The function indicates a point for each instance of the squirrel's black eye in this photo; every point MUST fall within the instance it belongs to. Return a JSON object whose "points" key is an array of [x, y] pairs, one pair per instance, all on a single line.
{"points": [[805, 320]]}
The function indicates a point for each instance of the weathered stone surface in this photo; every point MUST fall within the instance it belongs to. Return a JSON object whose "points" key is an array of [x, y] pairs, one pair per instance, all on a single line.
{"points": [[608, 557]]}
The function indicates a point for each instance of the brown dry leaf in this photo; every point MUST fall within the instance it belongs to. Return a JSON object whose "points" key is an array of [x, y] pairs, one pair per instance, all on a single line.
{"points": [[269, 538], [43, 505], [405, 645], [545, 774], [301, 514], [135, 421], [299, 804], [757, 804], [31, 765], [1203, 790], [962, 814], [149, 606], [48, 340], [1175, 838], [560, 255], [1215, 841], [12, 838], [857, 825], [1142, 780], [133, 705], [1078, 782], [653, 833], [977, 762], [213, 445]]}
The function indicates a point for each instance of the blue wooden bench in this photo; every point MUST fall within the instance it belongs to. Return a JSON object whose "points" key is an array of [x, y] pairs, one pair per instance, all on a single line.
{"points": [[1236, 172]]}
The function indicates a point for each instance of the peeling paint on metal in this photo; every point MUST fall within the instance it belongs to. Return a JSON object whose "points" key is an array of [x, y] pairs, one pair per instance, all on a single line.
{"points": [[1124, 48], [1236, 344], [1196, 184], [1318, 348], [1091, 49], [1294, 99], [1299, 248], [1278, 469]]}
● ● ● ● ● ● ●
■ **TO DO**
Take the entries above and return all of them exactly.

■ **WRITTEN ANSWER**
The function indicates a point for each instance of the squirrel's black eye in this photo; every point MUST fall within the instance it belongs to. Return a JSON object whose "points" key is an array of [x, y] pairs, one pair per instance, all on a single line.
{"points": [[805, 320]]}
The function indicates a point for each instance of the weathered stone surface in this photo; every point MUST fall within the instance it belongs to. Return a JSON object whose "points" key is an array of [x, y] pairs, one pair per instance, all on a single line.
{"points": [[608, 557]]}
The function indicates a point for each instance of the brown dry leaf in this photo; every point MUST fall within the instance it belongs to. Return a JSON object whose "points" key is an array of [x, y] pairs, one pair per instance, all on a single line.
{"points": [[269, 538], [43, 505], [405, 645], [545, 774], [301, 514], [135, 421], [299, 804], [757, 804], [31, 765], [1203, 790], [962, 814], [149, 606], [48, 340], [1175, 838], [560, 255], [1215, 841], [12, 838], [857, 825], [1142, 780], [133, 705], [1078, 782], [653, 833], [977, 762], [213, 445]]}
The function indicates a point for each instance of the blue wooden bench in this photo; every point MUST fall within the instance it belongs to. Return a JSON object whose "points" key is an array of [x, y] pairs, one pair per instance, all on a single line.
{"points": [[1236, 172]]}
The function indicates a point for each instance of the peeling paint on metal in this photo; every point MUST fall within the instance it belongs to. Return a JSON object whose "points" key is an array of [x, y] pairs, one pair per instance, all on a single line.
{"points": [[1124, 48], [1236, 344], [1196, 184], [1318, 348], [1091, 49], [1294, 99], [1299, 248], [1278, 469]]}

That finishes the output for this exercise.